◆ **Task prompt**
Reproduce the items below from the line containing "Query: player's clenched fist" through the end of the items, inclusive, changing "clenched fist" to "open hand" throughout and leaving everything else unchanged.

◆ **Data entries**
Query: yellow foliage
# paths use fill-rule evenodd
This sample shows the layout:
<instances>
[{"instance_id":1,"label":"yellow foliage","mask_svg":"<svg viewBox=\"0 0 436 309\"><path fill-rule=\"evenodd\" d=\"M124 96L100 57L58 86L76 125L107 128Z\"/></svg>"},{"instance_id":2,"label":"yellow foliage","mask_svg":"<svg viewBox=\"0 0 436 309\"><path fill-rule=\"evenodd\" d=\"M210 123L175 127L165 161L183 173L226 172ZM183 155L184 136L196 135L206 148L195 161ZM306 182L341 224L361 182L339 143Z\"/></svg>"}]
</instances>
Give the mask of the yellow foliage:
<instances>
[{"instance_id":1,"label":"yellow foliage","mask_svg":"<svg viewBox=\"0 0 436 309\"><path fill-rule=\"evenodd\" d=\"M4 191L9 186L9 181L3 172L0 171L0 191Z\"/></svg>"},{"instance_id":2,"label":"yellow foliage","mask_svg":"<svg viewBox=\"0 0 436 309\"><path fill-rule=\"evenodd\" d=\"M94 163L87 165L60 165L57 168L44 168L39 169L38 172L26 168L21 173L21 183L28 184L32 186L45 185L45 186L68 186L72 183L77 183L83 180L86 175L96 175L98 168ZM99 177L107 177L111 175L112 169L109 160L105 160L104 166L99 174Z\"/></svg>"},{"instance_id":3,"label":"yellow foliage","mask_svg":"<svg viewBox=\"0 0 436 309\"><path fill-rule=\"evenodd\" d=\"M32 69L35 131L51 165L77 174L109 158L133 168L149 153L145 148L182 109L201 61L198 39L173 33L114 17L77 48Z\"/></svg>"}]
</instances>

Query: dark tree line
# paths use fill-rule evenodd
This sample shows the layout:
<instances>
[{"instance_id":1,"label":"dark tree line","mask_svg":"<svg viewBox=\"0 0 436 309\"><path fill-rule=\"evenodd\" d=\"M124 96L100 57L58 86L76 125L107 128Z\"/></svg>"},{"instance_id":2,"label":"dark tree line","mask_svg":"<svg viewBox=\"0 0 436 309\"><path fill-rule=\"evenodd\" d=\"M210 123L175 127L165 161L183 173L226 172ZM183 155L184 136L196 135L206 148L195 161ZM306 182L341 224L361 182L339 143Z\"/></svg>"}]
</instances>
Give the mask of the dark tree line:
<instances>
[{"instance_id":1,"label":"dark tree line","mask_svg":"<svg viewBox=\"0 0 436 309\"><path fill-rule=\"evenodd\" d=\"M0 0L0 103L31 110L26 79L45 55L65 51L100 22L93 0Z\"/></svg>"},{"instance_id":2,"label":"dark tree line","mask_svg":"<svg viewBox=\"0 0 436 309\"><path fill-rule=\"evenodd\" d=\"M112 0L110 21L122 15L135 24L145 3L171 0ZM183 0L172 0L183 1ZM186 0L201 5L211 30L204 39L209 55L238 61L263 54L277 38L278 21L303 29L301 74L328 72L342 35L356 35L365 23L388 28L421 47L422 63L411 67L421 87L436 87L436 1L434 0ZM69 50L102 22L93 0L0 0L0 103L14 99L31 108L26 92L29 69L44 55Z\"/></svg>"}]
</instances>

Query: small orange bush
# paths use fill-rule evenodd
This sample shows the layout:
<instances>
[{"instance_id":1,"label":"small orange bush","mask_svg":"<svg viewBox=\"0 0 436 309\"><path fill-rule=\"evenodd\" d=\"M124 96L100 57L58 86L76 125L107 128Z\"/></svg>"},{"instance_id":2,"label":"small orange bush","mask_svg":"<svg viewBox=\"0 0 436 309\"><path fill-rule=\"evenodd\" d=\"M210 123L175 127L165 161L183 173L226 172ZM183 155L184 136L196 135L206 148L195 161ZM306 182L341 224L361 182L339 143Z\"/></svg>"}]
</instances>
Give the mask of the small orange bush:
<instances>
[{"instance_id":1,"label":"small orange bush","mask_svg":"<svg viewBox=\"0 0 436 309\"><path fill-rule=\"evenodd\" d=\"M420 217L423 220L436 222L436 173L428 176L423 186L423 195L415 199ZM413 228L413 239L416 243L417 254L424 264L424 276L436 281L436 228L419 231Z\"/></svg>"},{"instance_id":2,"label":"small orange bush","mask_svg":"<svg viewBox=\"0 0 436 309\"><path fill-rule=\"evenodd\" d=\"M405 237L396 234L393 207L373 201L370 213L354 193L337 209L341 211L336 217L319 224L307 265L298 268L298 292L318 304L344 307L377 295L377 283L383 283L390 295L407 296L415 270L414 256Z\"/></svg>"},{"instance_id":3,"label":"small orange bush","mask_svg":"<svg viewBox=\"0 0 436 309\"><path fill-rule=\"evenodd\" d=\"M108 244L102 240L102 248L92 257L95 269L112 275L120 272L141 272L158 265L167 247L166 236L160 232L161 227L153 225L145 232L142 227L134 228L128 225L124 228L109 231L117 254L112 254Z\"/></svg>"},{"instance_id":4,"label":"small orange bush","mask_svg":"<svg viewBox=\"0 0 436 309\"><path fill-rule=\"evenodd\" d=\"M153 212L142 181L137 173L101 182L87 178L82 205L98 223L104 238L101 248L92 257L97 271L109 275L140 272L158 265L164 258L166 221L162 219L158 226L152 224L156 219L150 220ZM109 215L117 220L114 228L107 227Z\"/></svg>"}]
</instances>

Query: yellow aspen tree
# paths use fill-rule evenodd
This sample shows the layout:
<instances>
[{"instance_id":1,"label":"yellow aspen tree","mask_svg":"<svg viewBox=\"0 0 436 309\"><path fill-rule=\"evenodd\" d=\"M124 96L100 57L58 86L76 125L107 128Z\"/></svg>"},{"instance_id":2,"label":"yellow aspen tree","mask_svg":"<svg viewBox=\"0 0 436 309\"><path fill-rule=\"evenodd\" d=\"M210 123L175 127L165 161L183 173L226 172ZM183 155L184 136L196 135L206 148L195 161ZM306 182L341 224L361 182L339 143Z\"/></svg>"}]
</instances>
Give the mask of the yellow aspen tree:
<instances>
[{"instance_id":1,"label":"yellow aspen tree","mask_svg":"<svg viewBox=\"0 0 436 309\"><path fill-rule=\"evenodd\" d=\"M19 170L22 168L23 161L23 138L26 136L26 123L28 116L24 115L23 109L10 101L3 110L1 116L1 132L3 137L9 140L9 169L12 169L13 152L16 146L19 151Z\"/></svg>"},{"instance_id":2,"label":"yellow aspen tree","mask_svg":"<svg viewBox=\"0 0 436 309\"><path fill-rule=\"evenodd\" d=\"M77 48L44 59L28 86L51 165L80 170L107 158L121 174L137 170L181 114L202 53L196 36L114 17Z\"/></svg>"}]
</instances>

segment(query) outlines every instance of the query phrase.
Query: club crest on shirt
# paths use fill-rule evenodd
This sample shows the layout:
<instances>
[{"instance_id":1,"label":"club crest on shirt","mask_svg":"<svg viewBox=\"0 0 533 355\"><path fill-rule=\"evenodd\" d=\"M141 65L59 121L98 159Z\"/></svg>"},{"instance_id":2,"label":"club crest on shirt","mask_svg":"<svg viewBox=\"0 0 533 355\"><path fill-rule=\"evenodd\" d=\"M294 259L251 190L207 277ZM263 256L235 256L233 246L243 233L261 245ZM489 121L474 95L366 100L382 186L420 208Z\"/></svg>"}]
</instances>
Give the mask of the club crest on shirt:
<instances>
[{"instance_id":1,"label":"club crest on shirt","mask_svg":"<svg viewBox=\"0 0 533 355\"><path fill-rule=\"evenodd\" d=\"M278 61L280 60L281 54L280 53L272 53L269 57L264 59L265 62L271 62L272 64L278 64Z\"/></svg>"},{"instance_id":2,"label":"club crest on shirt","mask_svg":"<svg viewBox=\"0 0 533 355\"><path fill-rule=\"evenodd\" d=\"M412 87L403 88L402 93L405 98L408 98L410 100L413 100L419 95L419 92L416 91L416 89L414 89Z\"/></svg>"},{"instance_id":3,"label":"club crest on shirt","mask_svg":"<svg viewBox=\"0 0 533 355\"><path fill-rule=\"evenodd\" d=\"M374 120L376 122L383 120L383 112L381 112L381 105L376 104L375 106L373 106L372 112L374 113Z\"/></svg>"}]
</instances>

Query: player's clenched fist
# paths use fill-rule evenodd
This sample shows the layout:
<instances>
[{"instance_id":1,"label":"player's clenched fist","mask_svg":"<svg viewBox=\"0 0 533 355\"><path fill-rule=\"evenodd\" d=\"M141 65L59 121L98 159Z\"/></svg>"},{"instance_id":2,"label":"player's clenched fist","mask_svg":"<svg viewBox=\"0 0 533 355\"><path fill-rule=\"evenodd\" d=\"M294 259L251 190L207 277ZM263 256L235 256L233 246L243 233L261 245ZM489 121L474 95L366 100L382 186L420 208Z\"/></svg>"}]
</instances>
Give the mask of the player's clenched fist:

◆ **Exercise output**
Query: player's open hand
# paths use fill-rule evenodd
This sample shows the layout:
<instances>
[{"instance_id":1,"label":"player's open hand","mask_svg":"<svg viewBox=\"0 0 533 355\"><path fill-rule=\"evenodd\" d=\"M141 65L59 121L98 159Z\"/></svg>"},{"instance_id":2,"label":"player's open hand","mask_svg":"<svg viewBox=\"0 0 533 355\"><path fill-rule=\"evenodd\" d=\"M294 259L251 190L207 277ZM263 256L235 256L233 246L243 233L261 245ZM489 121L474 95L366 100L382 186L420 208Z\"/></svg>"}]
</instances>
Give the mask of the player's open hand:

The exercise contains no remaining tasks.